B) On June 1, 1994, BFS, an affiliate substantially 
owned by the Company's Chairman, borrowed $3,350,000 in 
the form of Industrial Development Revenue Bonds 
("Bonds") to finance costs incurred in connection with 
the acquisition, renovation and equipping of the 
Company's new office space located at 26 Harbor Park 
Drive, Port Washington, New York (the "Facility" or the 
"Building") from the NCIDA.  These Bonds were 
subsequently purchased by a bank (the "Bank").  The 
aggregate cost incurred by BFS in conjunction with such 
acquisition, renovation and equipping was approximately 
$4,376,405.  In addition, the Company expended 
approximately $499,848 in connection with additional 
capital improvements. The Bonds bore interest at prime 
plus 3/4 of 1% until August 11, 1995, at which time the 
interest rate became fixed at 9% for a five-year term 
through September 1, 2000.  At that time, the interest 
rate will be adjusted (at the Company's option) to a 
rate of either prime plus 3/4 of 1%, or the applicable 
fixed rate if offered by the Bank. Commencing October 
1, 1995, principal, together with interest, is being 
repaid in equal monthly installments based on a 15 year 
amortization, with the balance of unpaid principal due 
September 1, 2005.
 
	C) On June 21, 1994 (as of June 1, 1994), the Company 
and its Chairman guaranteed the full and prompt payment 
of principal and interest of the Bonds and the Company 
granted the Bank a security interest and lien on all 
the assets of the Company. In connection with the 
issuance and sale of the Bonds, the Company entered 
into a lease agreement (the "Sublease") with BFS, 
whereby the Company leased the Facility for the conduct 
of its business and, in consideration therefor, was 
obligated to make lease payments that at least equal 
amounts due to satisfy the underlying Bond obligations.

	D) As of July 1, 1995, by an Assignment and Assumption 
and First Amendment to Lease between the Company and 
BFS, the Company became the beneficial owner of and 
leases the Facility from the NCIDA (collectively the 
"Assignment Transaction"). In connection with the 
Assignment Transaction, the Sublease was terminated.
****************
Stated task: Reproduce the bond financing passage word for word, starting at "D) As of July" and stopping after "Sublease was terminated.".

Stored data:
****************
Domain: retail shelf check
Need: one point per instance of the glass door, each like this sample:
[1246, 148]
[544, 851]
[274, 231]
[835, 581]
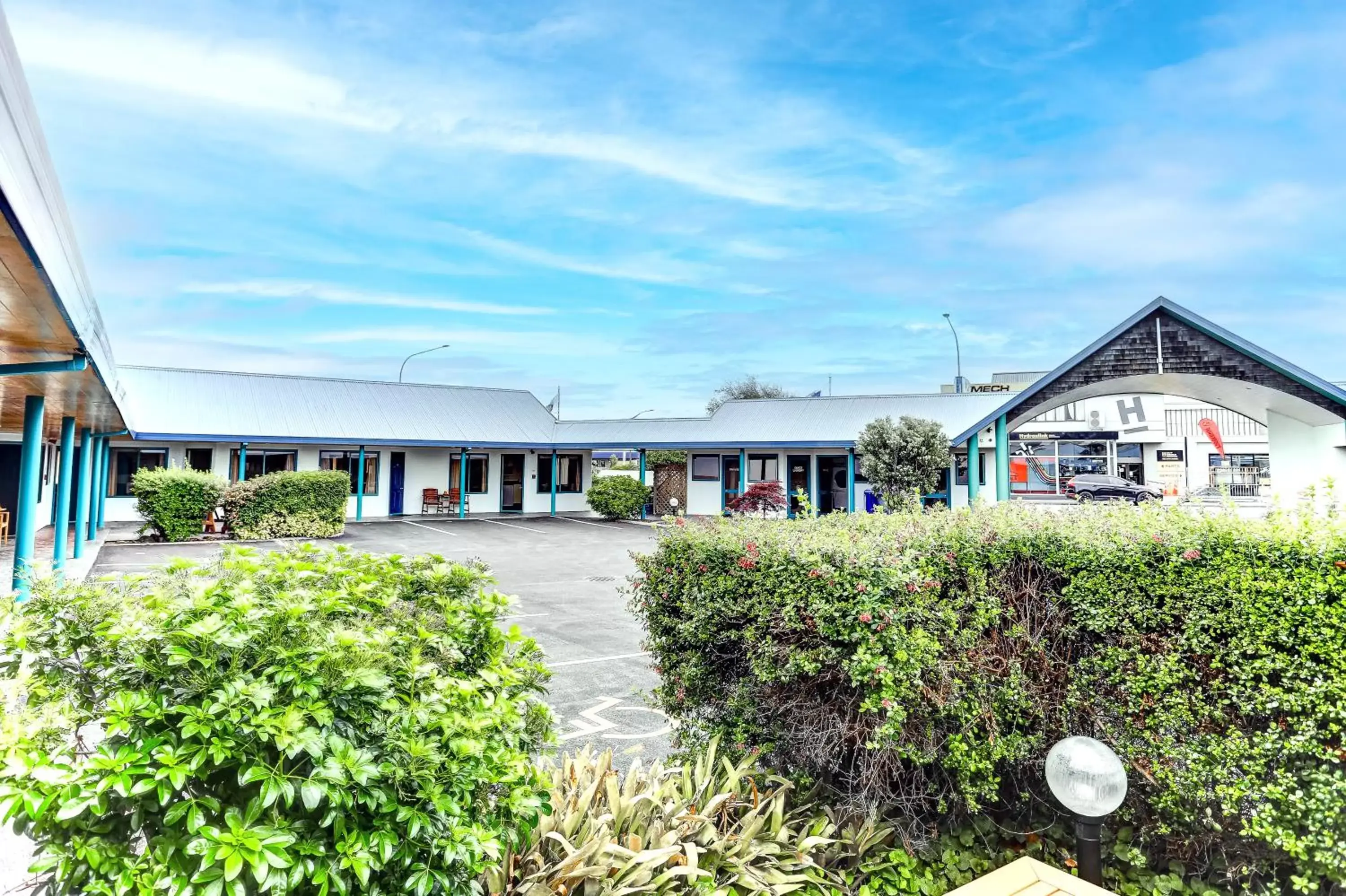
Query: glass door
[799, 479]
[512, 483]
[729, 479]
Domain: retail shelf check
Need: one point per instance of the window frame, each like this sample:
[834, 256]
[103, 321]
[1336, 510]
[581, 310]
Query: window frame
[765, 459]
[210, 454]
[138, 452]
[544, 465]
[692, 461]
[263, 452]
[455, 478]
[353, 461]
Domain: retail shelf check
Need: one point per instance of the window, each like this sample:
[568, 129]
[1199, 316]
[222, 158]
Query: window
[201, 459]
[764, 469]
[961, 461]
[571, 474]
[706, 467]
[126, 462]
[262, 462]
[478, 466]
[349, 463]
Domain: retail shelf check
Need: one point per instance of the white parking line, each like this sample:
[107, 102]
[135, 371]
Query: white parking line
[431, 528]
[597, 660]
[540, 532]
[587, 522]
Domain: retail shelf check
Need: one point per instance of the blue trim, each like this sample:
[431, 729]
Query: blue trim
[1182, 315]
[61, 526]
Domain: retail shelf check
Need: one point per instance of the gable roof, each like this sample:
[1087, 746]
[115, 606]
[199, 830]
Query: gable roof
[1317, 389]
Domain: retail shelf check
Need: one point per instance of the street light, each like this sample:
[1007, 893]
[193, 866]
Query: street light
[957, 350]
[1089, 781]
[412, 356]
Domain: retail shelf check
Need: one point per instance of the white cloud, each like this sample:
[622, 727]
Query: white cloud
[1147, 225]
[280, 290]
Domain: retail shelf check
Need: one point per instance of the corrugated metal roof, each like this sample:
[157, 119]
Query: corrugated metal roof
[237, 407]
[778, 422]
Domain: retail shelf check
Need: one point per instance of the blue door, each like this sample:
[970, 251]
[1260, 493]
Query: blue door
[396, 479]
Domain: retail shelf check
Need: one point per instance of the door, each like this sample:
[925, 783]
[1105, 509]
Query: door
[832, 485]
[797, 467]
[512, 483]
[729, 479]
[396, 479]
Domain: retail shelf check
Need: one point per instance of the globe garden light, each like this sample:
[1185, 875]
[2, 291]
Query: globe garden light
[1089, 781]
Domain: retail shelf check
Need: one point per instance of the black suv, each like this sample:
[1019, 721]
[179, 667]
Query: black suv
[1087, 487]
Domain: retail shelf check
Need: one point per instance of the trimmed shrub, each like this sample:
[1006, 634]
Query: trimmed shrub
[929, 661]
[618, 497]
[309, 504]
[175, 502]
[315, 722]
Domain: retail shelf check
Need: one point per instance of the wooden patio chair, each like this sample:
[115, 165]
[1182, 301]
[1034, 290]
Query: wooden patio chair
[431, 498]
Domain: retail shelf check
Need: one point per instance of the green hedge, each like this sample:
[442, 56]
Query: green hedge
[618, 497]
[317, 722]
[175, 502]
[288, 505]
[931, 660]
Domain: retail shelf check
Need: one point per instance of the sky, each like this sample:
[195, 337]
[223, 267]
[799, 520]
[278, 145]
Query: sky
[633, 202]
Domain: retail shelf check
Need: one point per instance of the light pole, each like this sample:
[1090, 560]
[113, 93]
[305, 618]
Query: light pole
[1089, 781]
[412, 356]
[957, 350]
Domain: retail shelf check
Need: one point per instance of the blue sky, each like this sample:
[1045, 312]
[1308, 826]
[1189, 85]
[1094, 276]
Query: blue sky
****************
Result of this exercise:
D) As of July 1, 1995, by an Assignment and Assumption 
and First Amendment to Lease between the Company and 
BFS, the Company became the beneficial owner of and 
leases the Facility from the NCIDA (collectively the 
"Assignment Transaction"). In connection with the 
Assignment Transaction, the Sublease was terminated.